__Short task 1__: Name every plant in the lilac article that is given by its botanical name, meaning a name that starts with a genus or an abbreviated genus.
__Short task 2__: Output the lilac article from "Controlling lilac height" down to "two following years.".
__Short task 3__: Pick up the lilac article after its final sentence and keep writing.

__Provided passage__:
-- BEGIN --

There was a tradition on the frontier for settlers to plant lilacs around the entrance to the house they had just thrown up in the middle of nowhere, to bring scent, beauty (and perhaps luck) as they stood on the threshold of a new life.

Apparently there are many places out west where the only sign that someone used to live and farm there is an unruly old lilac – proof that this is a shrub built to last anything nature throws at it – from extreme cold to scorching drought.

But why ‘French’ lilacs? The answer lies in my own corner of France, Lorraine.

During the 19th century, Nancy throve on the textile industry and was wealthy enough to support at least three nurseries in and around the city (not including market gardens).

The most important was that of Victor Lemoine, who set up business in the 1850s with financial backing from his father (also a professional gardener).

He hybridised many plants to produce garden-worthy cultivars, but is perhaps best known for crossing the common lilac, Syringa vulgaris, with double-flowered S. ‘Azurea Plena’ (an obscure plant found in a Belgian nursery) to produce the French double lilacs.

It brought him world-renown, in recognition of which he was the first foreigner to be awarded the Veitch Memorial Medal by the Royal Horticultural Society in 1894.

His office must have been as fascinating as his nursery – crammed with correspondence from lilac devotees around the world.

Having recently purchased one of Lemoine’s most famous hybrids, ‘Katherine Havemeyer’, I would love to see the letters between Lemoine and Katherine’s husband, a wealthy American industrialist who was the first to introduce the French hybrids to the US. Havemeyer himself went on to become quite the lilac breeder.

The homesteaders may have loved lilacs, but today’s gardeners often complain that they are boring (even ugly) for about nine tenths of the year.

If this is your beef, get on and plant Clematis viticella cultivars, which can usefully be trained to weave through the foliage of any seasonal shrub.

They flower late season from June onwards, and so can be cut back hard in February.

My experience has also been that they tolerate summer drought well, shooting again from the base the following spring.

Controlling lilac height is crucial – you want to be able to smell and see those flowers, not stand with a crick in your neck staring up to the sky.

So keep lilacs to no more than two to three metres high by removing about a fifth of the old wood directly after flowering every year, on a five-year cycle.

To renovate a venerable, but messy old plant (perhaps you have just acquired an abandoned homestead?), cut back one third of the wood in the first year as close to ground level as possible, and continue to cut back a further third in the two following years.

People like to talk about propagating lilacs from suckers – don’t!

Many lilacs are grafted onto a Ligustrum ovalifolium (garden privet)rootstock, and it is impossible to tell whether or not you are dealing with a grafted plant.

-- END --

__Dataset entries__:

-- BEGIN --

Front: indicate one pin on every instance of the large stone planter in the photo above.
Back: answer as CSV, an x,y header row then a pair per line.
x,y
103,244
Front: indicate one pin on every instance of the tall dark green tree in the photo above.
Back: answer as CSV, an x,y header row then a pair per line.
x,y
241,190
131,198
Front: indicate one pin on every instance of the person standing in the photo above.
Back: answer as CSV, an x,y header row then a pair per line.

-- END --
-- BEGIN --

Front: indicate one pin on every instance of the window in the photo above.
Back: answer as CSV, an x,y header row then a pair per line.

-- END --

__Output 1__:
Syringa vulgaris
S. ‘Azurea Plena’
Clematis viticella
Ligustrum ovalifolium

__Output 2__:
Controlling lilac height is crucial – you want to be able to smell and see those flowers, not stand with a crick in your neck staring up to the sky.

So keep lilacs to no more than two to three metres high by removing about a fifth of the old wood directly after flowering every year, on a five-year cycle.

To renovate a venerable, but messy old plant (perhaps you have just acquired an abandoned homestead?), cut back one third of the wood in the first year as close to ground level as possible, and continue to cut back a further third in the two following years.

__Output 3__:
Instead, try cuttings of young shoots in spring. Take lots, since the success rate is low.

Make cuttings between 10 and 15 cms long, first thing in the morning when the growth is fully turgid, then root them in a bottom-heated propagator.

Make sure you ventilate for a half hour every day, since the most likely demise of your youngsters is through grey mould (botrytis) on the foliage.

If you cannot decide what cultivars to add to your garden, there is a wonderful collection of Lemoine hybrids at the Jean-Marie Pelt botanical garden in Nancy that provides a living gallery to aid your choice. Soon-to-retire curator, Jean-François Gonot, must have had a wonderful time collecting the over 190 Lemoine hybrids that he has assembled.

The search has taken him from the States, to Canada, to Russia, and the exchange of plant material across the planet continues.

The world’s love affair with lilacs has its roots firmly in the soil of Lorraine.

It is astonishing, when you look at a list of modern cultivars, to see how many give ‘Mme Lemoine’ as one of the two parents in the cross.

White ‘Mme Lemoine’ was apparently popular as a forcing hybrid (for cut flowers) in the Netherlands at the beginning of the 20th century, but the eponymous heroine was even more popular with Victor Lemoine himself, since he married her and she was key to his success.

When Victor’s eyes showed signs of failing, his wife, Marie-Louise, and son, Emile, carried out all the more intricate pollinating work: a precarious task which had to be conducted at the top of a step-ladder!

If I had to choose Lemoine hybrids no garden should be without, I would suggest ‘Mme Lemoine’, with snow-white double flowers, double, rich reddish-purple ‘Charles Joly’, double, pinkish-violet ‘Katherine Havemeyer’ and luscious double violet ‘Belle de Nancy’. All are freely available in the trade in France and can be bought as quite small plants – lilacs grow quickly.

If you are in the Nancy area during lilac time in April/May, do not pass the Jean-Marie Pelt botanical garden without a visit!